> _Supplied data_:
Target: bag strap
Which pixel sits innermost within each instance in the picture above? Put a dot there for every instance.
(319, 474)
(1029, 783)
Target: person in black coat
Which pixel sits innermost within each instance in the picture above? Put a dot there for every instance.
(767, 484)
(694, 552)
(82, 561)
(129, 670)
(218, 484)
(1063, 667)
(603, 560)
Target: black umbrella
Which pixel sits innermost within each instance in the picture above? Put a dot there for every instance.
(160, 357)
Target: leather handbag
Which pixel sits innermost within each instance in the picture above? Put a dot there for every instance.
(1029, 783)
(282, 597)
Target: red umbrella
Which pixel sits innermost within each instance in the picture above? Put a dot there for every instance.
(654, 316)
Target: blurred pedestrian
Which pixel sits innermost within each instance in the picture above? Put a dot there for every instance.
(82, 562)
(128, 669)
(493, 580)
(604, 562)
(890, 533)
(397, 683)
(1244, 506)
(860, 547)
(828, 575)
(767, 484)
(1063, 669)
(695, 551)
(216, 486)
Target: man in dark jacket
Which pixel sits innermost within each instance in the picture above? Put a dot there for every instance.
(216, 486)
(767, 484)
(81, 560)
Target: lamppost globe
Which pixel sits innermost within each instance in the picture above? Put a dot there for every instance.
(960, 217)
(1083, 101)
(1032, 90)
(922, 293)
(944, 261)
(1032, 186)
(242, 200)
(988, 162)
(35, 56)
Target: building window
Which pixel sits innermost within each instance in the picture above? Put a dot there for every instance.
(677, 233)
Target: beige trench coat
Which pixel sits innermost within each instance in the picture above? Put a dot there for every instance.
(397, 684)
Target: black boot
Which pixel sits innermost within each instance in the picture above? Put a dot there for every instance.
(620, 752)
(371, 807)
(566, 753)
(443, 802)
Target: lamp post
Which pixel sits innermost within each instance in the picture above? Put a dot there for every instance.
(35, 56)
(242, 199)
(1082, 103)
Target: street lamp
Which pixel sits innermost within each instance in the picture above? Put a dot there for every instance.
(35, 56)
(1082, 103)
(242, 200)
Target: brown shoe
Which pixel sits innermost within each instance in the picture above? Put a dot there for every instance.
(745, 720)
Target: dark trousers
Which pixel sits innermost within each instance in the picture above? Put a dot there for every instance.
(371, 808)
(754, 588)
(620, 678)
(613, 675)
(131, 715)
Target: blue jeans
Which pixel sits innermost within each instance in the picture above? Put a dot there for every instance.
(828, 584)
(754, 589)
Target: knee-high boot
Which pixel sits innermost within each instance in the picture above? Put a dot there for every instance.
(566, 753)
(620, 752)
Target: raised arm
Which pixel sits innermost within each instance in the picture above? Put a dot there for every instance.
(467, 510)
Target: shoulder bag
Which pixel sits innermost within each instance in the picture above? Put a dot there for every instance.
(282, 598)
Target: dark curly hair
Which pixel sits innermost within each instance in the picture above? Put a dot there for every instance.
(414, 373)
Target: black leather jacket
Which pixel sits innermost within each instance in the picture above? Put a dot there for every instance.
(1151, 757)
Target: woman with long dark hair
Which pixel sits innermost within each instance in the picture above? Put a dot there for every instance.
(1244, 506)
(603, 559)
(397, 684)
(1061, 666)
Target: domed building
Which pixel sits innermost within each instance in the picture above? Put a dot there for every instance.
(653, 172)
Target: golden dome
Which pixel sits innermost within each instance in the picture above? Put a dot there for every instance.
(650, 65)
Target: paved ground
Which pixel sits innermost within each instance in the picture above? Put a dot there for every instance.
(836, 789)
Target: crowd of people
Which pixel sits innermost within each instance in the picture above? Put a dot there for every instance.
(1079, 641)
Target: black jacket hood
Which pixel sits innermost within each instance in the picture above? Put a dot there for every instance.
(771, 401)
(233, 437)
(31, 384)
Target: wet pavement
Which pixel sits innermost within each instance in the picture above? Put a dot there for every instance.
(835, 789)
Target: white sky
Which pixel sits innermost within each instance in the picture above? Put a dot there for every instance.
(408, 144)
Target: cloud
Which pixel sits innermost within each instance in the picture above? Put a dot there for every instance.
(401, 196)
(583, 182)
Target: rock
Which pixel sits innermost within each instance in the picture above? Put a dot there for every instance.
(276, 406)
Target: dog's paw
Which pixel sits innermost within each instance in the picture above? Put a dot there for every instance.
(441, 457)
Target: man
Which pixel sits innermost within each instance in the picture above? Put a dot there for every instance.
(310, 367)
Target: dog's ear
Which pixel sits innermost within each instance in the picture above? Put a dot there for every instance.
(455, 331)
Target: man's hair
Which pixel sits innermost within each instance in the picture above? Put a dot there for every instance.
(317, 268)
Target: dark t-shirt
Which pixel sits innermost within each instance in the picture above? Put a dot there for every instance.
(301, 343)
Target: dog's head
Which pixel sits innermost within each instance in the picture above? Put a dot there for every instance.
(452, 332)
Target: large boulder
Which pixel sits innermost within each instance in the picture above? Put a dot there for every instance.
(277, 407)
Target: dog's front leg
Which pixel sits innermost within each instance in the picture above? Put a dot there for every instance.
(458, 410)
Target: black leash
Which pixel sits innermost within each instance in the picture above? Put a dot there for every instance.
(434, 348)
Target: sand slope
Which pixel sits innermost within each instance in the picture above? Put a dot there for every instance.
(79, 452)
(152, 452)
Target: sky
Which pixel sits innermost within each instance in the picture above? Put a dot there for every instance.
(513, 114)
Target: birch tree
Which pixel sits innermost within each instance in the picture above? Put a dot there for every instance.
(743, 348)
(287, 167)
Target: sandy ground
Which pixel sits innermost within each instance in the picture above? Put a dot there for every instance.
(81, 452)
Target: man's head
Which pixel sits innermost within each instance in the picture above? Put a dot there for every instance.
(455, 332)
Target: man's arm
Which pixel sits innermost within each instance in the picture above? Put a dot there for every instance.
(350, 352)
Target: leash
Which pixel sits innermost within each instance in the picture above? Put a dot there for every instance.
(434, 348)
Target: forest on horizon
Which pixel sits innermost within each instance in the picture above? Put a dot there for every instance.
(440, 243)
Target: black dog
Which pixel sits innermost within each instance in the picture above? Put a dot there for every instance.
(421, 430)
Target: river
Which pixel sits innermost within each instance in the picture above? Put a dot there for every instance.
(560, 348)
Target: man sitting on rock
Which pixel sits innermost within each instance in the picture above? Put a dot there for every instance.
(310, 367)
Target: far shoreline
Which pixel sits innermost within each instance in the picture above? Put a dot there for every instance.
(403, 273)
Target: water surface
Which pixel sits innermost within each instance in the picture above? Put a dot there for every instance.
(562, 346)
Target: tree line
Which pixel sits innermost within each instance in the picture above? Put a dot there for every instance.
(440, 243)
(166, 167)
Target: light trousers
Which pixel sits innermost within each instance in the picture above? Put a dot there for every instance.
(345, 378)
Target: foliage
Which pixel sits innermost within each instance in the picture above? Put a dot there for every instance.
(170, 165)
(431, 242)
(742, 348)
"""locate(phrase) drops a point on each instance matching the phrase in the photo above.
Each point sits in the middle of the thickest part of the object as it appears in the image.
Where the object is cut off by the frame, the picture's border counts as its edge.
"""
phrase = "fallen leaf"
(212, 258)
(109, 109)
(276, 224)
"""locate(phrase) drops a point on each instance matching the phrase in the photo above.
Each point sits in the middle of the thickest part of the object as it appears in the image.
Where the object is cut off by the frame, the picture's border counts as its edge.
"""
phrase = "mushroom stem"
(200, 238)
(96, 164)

> _Short problem_:
Please set down each line of the records exactly as given.

> _Task result_:
Target: bag strap
Which pixel sits innermost within each instance in the picture above? Put a dot there for every instance.
(319, 474)
(1029, 783)
Target: person in black coat
Which pixel sits innermost within each instance in the picture above? Put a dot there for every instance.
(767, 484)
(694, 552)
(82, 561)
(129, 670)
(218, 484)
(1063, 667)
(603, 560)
Target: black umbrella
Which pixel sits innermost within each instance in the picture above? Put a dot there for every instance.
(160, 357)
Target: leather handbag
Which pixel sits innermost within each instance in the picture above? Put a dot there for every instance.
(1029, 783)
(282, 597)
Target: red umbrella
Which pixel sits innermost within each instance in the picture above? Put a dot there for every instance.
(654, 316)
Target: blurred pedestrian
Which pixel sits innermost within each instance in the picture above? Put a dot there for every instance.
(82, 562)
(128, 669)
(493, 580)
(604, 562)
(890, 533)
(397, 683)
(1244, 506)
(860, 547)
(828, 575)
(767, 484)
(1063, 669)
(695, 551)
(216, 486)
Target: man in dark jacket
Which pixel sits innermost within each instance in the picture above? Put a dot there for every instance.
(216, 486)
(767, 484)
(81, 560)
Target: lamppost globe
Which pixel sits innermost within each instance in the picture above? Put a dot there for every instance.
(960, 217)
(1083, 101)
(1032, 90)
(922, 293)
(944, 261)
(1032, 186)
(242, 200)
(988, 162)
(35, 56)
Target: building window
Which pixel sits innermost within each instance in the picture above? Put a dot there for every instance.
(677, 233)
Target: beige trench coat
Which pixel sits innermost within each instance in the picture above? Put a dot there for every instance.
(397, 684)
Target: black boot
Which pixel sits innermost within each instance in the picture above? Put a dot there for every instance.
(620, 752)
(371, 807)
(566, 753)
(443, 802)
Target: lamp post
Which pixel sits innermost within each instance in the picture above? Put a dot there for every instance.
(35, 56)
(242, 199)
(1082, 103)
Target: street lamp
Which pixel sits innermost within each instance in the picture above? Put a dot there for every instance.
(35, 56)
(1082, 103)
(242, 200)
Target: brown shoe
Which pixel sits innermost within each instance in the picture above? Put a dot there for every instance.
(745, 720)
Target: dark trousers
Which pixel sits innermost within each instance in the picture above? Put a dot there for every instance.
(371, 808)
(754, 588)
(620, 678)
(613, 675)
(131, 715)
Target: blue jeans
Which pixel sits innermost within each instance in the picture above? Put a dot there for every instance.
(828, 584)
(754, 589)
Target: knee-high boot
Which pixel sits innermost within each instance in the picture above? Put a dot there for every instance.
(566, 753)
(620, 752)
Target: raised arm
Which pixel sits innermost within each instance in the picture above? Put a dot there for every instance.
(467, 510)
Target: shoulder bag
Which pixel sits innermost within each instance in the picture above? Put a dot there for every instance.
(282, 598)
Target: dark curly hair
Which pixel sits innermost within each instance in the picture above? Put a dot there for every instance.
(414, 373)
Target: black leather jacket
Which pixel sits innermost within each instance in the picture above? Put a dot there for every instance.
(1151, 757)
Target: woman with long dark hair
Which pixel sits innermost within each instance in the picture above? Put a dot there for every instance.
(1244, 506)
(603, 559)
(397, 684)
(1061, 666)
Target: domed building
Which pixel sits innermost within each instance in the picture above? Put a dot there for every instance.
(653, 172)
Target: golden dome
Which pixel sits innermost within each instance in the picture above? Put a dot there for every instance.
(650, 65)
Target: paved ground
Which pixel sits innermost within each instance in the picture above? Put a dot there for every instance.
(836, 789)
Target: crowd of people
Which pixel sits innermost within each instance in the picture above? Put a dot there for every instance.
(1079, 641)
Target: black jacket hood
Which pixel sits innermost within each instance in the picture above? Put a dot there for every instance.
(771, 401)
(233, 437)
(31, 384)
Target: wet pavement
Which pixel sits innermost within each instance in the picture above? Put a dot there for every instance.
(835, 789)
Target: white sky
Which pixel sits innermost within each instance in the picture above? Put a dot there for every instance.
(408, 144)
Target: cloud
Which pixel sits innermost within each instance in the picture above? Put a dot there for every instance.
(401, 196)
(583, 182)
Target: rock
Which pixel sits innermost within each instance in the picture above? Put a dot there for every instance.
(276, 406)
Target: dog's paw
Which pixel sits innermost within each instance in the picture above? Put a dot there for every instance.
(441, 457)
Target: man
Which pixel sits innermost within each instance in the picture above? Put a dot there for every instance.
(310, 367)
Target: dog's ear
Which pixel sits innermost within each instance in the picture above? Put a dot there for every instance.
(455, 331)
Target: man's hair
Which pixel sits innermost within each instance in the picture above? Put a dot there for every instance.
(317, 268)
Target: dark t-shirt
Which pixel sits innermost within each instance in the picture above? Put a dot there for every instance.
(301, 343)
Target: dog's head
Which pixel sits innermost within each instance in the picture above? Put a dot there for every instance.
(452, 332)
Target: large boulder
Which pixel sits innermost within each instance in the picture above? Put a dot there for every instance.
(277, 407)
Target: dog's front leg
Which pixel sits innermost within each instance in the picture above? Put a dot there for every instance.
(458, 410)
Target: black leash
Which pixel sits innermost within each instance in the picture above? Put a dot there for every instance.
(434, 348)
Target: sand slope
Which pixel sits innermost within each instance in the picture above? Put a dot there for every instance.
(79, 452)
(152, 452)
Target: sky
Which pixel sits innermost within each instance in the picture above? Put a dot there for every instance.
(513, 114)
Target: birch tree
Which pixel sits innermost within each instance in the picture above? Put a dot there for every instance.
(743, 348)
(287, 167)
Target: sandy ground
Which pixel sits innermost within each instance in the picture above? Put a dot there for every instance.
(81, 452)
Target: man's head
Which pixel sits innermost within each instance in the picture above? Put a dot there for every instance.
(455, 332)
Target: man's arm
Which pixel sits innermost within each instance in the picture above? Put a dot there for every instance.
(350, 352)
Target: leash
Which pixel sits innermost within each instance in the picture above? Put a dot there for every instance.
(434, 348)
Target: forest on horizon
Which pixel sits innermost within each instance in the picture above? Put a dot there for every instance.
(440, 243)
Target: black dog
Which pixel sits innermost within each instance in the picture above? Put a dot there for every instance.
(421, 430)
Target: river
Which pixel sits innermost within each instance in the picture above? Put a dot there for every instance.
(560, 348)
Target: man sitting on rock
Which pixel sits innermost within each instance in the picture above? Put a dot there for every instance.
(310, 367)
Target: far shoreline
Which pixel sits innermost within each instance in the picture above? Put a dot there for every instance.
(403, 273)
Target: water surface
Which pixel sits innermost within each instance in the picture above? Put a dot there for every instance.
(562, 346)
Target: tree line
Which pixel sits innermost within each instance in the picture above? Put a dot there for every instance.
(440, 243)
(166, 167)
Target: light trousers
Which pixel sits innermost within each instance in the picture above? Put a dot there for every instance.
(345, 378)
Target: foliage
Which pixel sits innermost within each instance in the picture above? Put a dot there for every instance.
(170, 165)
(431, 242)
(742, 348)
"""locate(phrase) drops a point on each instance matching the phrase in the photo above.
Each point sits in the middle of the thickest part of the object as it appears in the image.
Where the object is cut off by the frame, the picture's border counts as its edge.
"""
phrase = "fallen leaf"
(212, 258)
(109, 109)
(276, 224)
"""locate(phrase) drops a point on each instance matching the phrase in the photo above.
Each point sits in the middle of the thickest part of the object as it appears in the image.
Where the object is cut off by the frame, the picture's border counts as its edge.
"""
phrase = "mushroom stem"
(200, 238)
(96, 164)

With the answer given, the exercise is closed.